SELECTION |
__________
The repository hosts the supplementary resources, developed in the lab-sessions of CSSE, at VUB Brussels.
We discuss and implement different ways of
accessing data from GitHub, using its native (search) API.
The Python scripts, developed in the session,
can be found in this
folder. The last python script
uses advanced search functionality, and requires you to
have a config.py
file, with a variable token
set to
one of your GitHub tokens. This is needed for reasons
of rate limitations.
Skipped.
This lab-session, and the assignment introduced in the lab-session, requires building a data set for defect prediction. We limit the data set to repositories with Java as the primary programming language, and use PyDriller for implementing the extraction. Filter on Java resources.
This lab-session will start with the basics on this task. The upcoming assignment requires extracting additional metrics, and to run your extraction for additional repositories. You are allowed to use the code developed in the lab-session. You need to extend it for the submitted assignment.
__________
DATASET EXCERPTS |

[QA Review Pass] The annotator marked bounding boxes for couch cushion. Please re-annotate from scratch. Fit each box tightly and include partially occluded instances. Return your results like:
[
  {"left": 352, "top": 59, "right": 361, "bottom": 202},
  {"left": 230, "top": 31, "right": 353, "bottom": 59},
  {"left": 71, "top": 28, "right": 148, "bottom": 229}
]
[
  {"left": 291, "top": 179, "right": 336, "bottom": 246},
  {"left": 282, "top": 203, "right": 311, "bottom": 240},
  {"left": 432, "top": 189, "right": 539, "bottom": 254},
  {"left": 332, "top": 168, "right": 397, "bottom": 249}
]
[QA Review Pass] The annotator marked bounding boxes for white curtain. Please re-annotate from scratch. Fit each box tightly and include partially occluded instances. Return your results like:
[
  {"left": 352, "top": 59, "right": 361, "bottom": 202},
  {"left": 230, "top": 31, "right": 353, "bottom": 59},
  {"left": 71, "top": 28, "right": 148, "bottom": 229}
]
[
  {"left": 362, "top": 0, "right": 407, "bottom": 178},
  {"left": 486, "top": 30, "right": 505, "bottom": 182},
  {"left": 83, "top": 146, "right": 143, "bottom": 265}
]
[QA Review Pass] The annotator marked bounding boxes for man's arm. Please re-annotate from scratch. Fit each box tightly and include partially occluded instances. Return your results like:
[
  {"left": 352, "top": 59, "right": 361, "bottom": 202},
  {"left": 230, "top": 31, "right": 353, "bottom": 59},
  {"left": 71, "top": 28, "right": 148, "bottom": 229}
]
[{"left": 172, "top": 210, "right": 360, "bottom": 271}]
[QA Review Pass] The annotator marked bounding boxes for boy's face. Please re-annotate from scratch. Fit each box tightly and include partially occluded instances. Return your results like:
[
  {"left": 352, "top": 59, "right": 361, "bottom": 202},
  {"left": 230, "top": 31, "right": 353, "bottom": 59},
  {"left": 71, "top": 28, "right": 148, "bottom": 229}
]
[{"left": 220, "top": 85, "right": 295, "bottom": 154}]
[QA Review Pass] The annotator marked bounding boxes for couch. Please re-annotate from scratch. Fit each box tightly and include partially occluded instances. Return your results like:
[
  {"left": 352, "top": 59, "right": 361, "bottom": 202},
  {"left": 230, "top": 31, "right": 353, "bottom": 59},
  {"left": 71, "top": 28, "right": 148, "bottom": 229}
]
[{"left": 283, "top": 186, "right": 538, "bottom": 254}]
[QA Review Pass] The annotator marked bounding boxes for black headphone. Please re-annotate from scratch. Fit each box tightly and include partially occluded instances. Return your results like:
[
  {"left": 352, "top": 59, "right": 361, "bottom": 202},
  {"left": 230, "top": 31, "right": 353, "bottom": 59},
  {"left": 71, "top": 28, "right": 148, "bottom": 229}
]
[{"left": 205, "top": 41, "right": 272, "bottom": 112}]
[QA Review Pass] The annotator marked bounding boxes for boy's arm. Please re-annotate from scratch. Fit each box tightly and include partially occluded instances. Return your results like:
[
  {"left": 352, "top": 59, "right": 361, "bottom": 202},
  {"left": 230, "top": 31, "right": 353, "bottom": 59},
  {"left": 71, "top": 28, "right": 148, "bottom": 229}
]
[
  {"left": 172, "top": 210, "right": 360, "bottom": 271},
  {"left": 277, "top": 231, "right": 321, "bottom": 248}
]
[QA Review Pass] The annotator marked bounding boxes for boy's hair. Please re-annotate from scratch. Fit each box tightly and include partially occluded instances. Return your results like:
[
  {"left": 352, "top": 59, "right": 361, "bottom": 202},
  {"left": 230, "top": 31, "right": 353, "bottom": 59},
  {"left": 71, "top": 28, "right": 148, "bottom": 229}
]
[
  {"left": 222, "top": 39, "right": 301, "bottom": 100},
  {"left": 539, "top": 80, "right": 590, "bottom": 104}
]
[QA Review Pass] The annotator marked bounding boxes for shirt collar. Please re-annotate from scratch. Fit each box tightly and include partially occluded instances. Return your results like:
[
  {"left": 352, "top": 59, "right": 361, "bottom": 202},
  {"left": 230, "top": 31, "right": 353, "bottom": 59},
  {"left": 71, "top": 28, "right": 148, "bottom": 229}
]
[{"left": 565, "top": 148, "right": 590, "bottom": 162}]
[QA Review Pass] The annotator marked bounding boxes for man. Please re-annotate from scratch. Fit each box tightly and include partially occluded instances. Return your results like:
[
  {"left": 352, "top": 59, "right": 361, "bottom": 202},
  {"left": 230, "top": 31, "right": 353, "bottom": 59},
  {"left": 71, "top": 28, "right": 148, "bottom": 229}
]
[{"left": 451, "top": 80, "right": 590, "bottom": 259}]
__________
TASKS TO PERFORM |
**a)** According to the lab-session text, which tool is used to implement the extraction for the defect-prediction data set?
**b)** Locate and copy every line of the rows that contains the word "couch".

FINAL ANSWERS |
**a)** PyDriller

**b)**
[QA Review Pass] The annotator marked bounding boxes for couch cushion. Please re-annotate from scratch. Fit each box tightly and include partially occluded instances. Return your results like:
[QA Review Pass] The annotator marked bounding boxes for couch. Please re-annotate from scratch. Fit each box tightly and include partially occluded instances. Return your results like:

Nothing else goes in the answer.